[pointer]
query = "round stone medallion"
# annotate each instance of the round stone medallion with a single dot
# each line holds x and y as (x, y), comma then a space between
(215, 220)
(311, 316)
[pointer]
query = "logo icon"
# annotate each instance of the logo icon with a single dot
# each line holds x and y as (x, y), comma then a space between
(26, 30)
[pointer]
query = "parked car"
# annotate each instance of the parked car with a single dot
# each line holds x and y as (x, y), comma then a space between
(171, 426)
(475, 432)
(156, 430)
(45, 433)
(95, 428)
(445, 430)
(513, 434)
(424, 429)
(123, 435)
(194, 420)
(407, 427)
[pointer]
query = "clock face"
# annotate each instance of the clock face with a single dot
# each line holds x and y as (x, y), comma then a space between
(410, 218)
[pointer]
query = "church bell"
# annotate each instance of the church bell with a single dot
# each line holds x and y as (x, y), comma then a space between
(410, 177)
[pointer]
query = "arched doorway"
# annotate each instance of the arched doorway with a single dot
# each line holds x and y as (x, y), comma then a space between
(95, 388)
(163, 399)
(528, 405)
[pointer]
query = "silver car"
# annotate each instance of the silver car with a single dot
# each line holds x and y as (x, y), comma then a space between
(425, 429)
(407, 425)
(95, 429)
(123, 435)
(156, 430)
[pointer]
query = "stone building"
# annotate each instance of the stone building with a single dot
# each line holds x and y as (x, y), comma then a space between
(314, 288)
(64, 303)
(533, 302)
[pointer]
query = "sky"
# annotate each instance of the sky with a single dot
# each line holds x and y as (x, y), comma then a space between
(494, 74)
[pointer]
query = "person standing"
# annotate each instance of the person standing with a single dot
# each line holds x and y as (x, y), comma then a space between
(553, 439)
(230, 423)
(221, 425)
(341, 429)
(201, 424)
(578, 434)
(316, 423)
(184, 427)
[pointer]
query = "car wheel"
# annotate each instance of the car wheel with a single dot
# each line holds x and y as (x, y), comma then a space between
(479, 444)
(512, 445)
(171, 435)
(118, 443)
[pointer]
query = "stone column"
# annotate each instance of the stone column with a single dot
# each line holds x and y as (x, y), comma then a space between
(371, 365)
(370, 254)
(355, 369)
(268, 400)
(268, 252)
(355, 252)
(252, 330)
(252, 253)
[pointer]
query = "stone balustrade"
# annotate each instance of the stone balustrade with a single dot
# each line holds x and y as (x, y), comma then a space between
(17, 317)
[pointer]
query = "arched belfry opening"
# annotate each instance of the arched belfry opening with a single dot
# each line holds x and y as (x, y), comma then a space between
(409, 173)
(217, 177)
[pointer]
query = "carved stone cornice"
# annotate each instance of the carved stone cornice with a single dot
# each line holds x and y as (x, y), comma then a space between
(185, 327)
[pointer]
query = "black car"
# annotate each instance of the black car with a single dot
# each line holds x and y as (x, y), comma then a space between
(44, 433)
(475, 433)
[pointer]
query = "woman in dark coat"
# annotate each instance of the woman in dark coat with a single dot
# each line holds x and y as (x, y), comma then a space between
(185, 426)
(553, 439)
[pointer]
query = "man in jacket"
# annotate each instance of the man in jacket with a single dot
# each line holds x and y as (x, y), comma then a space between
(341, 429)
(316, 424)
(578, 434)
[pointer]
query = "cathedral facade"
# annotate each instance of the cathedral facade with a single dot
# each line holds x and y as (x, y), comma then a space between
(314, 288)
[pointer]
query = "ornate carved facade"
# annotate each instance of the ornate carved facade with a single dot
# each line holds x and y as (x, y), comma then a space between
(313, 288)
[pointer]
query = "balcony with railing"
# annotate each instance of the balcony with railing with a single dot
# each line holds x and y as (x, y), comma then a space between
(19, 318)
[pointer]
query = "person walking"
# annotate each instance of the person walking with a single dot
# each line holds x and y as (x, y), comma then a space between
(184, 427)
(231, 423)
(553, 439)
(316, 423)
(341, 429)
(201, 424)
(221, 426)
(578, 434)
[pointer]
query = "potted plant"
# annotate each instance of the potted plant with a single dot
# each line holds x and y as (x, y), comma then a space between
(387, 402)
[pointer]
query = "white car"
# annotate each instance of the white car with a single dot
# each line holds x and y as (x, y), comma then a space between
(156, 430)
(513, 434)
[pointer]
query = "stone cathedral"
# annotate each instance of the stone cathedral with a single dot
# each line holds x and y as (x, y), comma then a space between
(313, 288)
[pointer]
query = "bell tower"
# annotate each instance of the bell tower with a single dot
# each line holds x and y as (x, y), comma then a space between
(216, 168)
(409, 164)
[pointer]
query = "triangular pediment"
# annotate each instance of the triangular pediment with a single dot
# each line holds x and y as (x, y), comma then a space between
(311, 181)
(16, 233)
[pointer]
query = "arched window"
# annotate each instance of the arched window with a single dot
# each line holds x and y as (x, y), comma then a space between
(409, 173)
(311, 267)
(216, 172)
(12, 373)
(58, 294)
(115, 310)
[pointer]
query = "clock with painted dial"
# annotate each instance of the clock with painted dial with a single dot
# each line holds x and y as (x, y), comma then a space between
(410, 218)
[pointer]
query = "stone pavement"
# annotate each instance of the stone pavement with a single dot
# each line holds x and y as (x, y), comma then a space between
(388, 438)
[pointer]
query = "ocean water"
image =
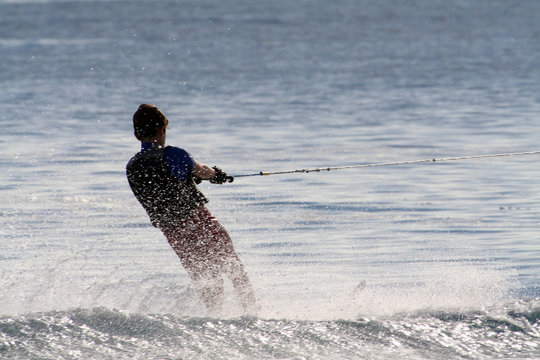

-=-=-

WORK REQUIRED> How many lines in the items above contain the word "balustrade"? Give only the number.

RESULT OF THE TASK> 2